* start PASSAGE GIVEN *

ShipGuard v4 roadmap: what should AI agents prove before you trust them?
I’m building ShipGuard as an open-source, local-first assurance layer for using Codex on real iOS work.
The current public release is now green on main with release-candidate readiness proof: install, upgrade, uninstall, release-proof consumption, schema docs, plugin refresh proof, package proof, and blocked stable-release claims. In plain English: ShipGuard is getting closer to being a product, not just a bundle of useful scripts.
The v4 direction is narrower than it might look:
inspect -> prepare -> verify
Before an agent edits...
Before an agent edits, ShipGuard should inspect the repo and prepare a scoped task contract: what files are allowed, what surfaces are risky, what proof is required, and what claims need verification.
After the agent works, ShipGuard should verify the diff, evidence, and claims: changed files, deleted tests, plist/entitlement movement, validation receipts, screenshots/logs where relevant, manual proof gaps, and overclaims.
v4 is the line where this needs to feel stable enough for other iOS developers to trust without me sitting next to the repo. That means stable task/evidence schemas, migration support, clean install/upgrade/uninstall, release-proof consumption, rollback proof, security review, and external adoption evidence.
The larger roadmap is:
v3: prove ShipGuard changes real developer decisions.
v4: become a stable local-first assurance product for solo iOS developers.

* end PASSAGE GIVEN *
* start DATA PROVIDED *

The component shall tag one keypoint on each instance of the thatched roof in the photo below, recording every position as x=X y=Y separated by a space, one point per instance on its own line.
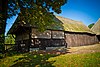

* end DATA PROVIDED *

◆ JOB A ◆
In the ShipGuard roadmap post, what is v4 meant to become?
◆ JOB B ◆
Write the next few paragraphs of the ShipGuard roadmap post, picking up after its final line.

◆ ANSWER A ◆
A stable local-first assurance product for solo iOS developers.

◆ ANSWER B ◆
v5: become an AI change-control plane for teams across repos, agents, policies, approvals, and releases.
v6: become an open protocol for task contracts, evidence receipts, verdicts, domain packs, and attestations.
The immediate v4 work is product hardening: stable task/evidence schemas, migration support, clean install/upgrade/uninstall, release-proof consumption, rollback proof, security review, external adoption evidence, and a public-safe eval corpus.
The part I want feedback on:
What proof would make you trust an AI-assisted change in a production iOS app?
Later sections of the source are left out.